【根管治療の流れ】歯の中で一体何が行われているの…?
こんにちは!PERF-JAPANの講師を務める理事長が根管治療を行う歯医者、陽光台ファミリー歯科クリニックです🍀
実は昨日から、滅菌に関するとある資格取得のための講義を受講しています。日々の診療とWEBのお仕事と講義に大忙しの数週間になりそうですが、患者さん・クリニック・自分のスキルアップのために前向きに頑張ります💪
試験に合格したらまたご報告させてください^^
さて、本日は「根管治療の流れ」について解説していきます。歯科治療はお口の中で行われるため、どんなことをしているのか不安に思う方が多いと思います。特に根管治療は、歯の中(歯の根っこ)の治療なので、よりわかりにくいですよね。
当院のYouTubeチャンネルに根管治療中の動画がアップされていますので、気になる方はこちらをクリックしてぜひご覧ください。
根管治療とは
根管治療とは、歯の内部に存在する神経や血管がある組織である歯髄が虫歯などで感染・炎症を起こした際に、その原因となる組織を取り除き、歯の内部を殺菌・消毒する、歯の根っこの治療です。
根管治療の流れは大きく分けて以下の5つのステップから成り立っています。
- 歯内診査・検査
- 感染した歯髄の除去
- 根管の洗浄・消毒
- 根管の形成と充填
- 最終的な歯の修復
それでは、これらの流れについて詳しく見ていきましょう。
1. 診査・検査
根管治療を行うにあたって、まず最初に歯内診査を行い、具体的な状況を確認します。 このステップでは、以下のような検査が行われます。

━━━━━━━━━━━━━━━━━━━━━━━━━━━━━━

◆ 課題について
上の根管治療の文章は、根管治療の流れがいくつかのステップから成ると述べています。そのステップをすべて書き出してください。

━━━━━━━━━━━━━━━━━━━━━━━━━━━━━━

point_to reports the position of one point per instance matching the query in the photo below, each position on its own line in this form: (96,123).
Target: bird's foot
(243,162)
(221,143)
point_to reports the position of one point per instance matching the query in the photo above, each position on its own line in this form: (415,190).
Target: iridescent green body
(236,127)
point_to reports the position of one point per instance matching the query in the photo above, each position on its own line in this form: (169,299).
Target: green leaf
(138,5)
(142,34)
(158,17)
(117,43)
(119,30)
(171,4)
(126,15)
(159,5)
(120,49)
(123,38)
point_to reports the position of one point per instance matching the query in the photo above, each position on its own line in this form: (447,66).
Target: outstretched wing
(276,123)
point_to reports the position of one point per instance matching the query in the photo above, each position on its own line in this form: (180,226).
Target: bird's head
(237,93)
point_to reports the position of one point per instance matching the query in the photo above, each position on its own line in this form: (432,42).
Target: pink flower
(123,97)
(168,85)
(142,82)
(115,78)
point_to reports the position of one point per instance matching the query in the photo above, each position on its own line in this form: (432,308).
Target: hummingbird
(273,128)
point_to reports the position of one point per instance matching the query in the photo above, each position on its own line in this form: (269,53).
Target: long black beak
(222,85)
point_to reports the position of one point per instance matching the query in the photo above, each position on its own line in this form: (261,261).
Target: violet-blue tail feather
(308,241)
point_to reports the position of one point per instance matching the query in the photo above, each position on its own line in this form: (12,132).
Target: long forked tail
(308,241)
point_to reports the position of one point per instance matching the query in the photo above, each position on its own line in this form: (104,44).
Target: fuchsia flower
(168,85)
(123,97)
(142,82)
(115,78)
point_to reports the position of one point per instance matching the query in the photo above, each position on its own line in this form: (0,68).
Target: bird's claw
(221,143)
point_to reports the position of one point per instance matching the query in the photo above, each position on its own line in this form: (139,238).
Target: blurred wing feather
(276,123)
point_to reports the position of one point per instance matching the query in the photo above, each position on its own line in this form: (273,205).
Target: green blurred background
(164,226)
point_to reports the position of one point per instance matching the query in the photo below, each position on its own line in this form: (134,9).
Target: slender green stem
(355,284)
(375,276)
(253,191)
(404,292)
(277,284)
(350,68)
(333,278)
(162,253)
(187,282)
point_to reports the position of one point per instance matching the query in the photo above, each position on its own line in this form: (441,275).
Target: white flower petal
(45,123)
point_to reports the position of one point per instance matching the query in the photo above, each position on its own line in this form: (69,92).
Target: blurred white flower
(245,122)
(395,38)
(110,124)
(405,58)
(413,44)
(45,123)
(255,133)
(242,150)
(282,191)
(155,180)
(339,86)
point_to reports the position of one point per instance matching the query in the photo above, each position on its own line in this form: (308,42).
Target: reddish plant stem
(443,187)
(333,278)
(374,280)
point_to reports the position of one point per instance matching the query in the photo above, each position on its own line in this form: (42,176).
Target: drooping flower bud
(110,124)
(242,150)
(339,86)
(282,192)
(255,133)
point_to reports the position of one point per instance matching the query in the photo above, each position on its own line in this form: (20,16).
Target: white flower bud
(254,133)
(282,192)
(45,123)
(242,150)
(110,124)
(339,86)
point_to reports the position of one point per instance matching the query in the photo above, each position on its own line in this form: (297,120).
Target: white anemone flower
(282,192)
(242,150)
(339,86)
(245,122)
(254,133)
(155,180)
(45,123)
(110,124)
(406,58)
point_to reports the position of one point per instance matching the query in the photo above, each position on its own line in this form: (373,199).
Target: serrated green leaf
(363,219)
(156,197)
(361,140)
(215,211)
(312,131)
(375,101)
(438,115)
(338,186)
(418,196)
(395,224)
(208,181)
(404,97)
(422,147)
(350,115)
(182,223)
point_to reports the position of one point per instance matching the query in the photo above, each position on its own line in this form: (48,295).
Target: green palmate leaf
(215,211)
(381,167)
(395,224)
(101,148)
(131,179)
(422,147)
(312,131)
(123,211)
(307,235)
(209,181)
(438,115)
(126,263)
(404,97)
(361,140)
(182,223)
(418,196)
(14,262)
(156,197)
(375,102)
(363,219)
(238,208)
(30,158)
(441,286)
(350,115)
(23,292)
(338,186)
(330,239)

━━━━━━━━━━━━━━━━━━━━━━━━━━━━━━

◆ 解答
- 歯内診査・検査
- 感染した歯髄の除去
- 根管の洗浄・消毒
- 根管の形成と充填
- 最終的な歯の修復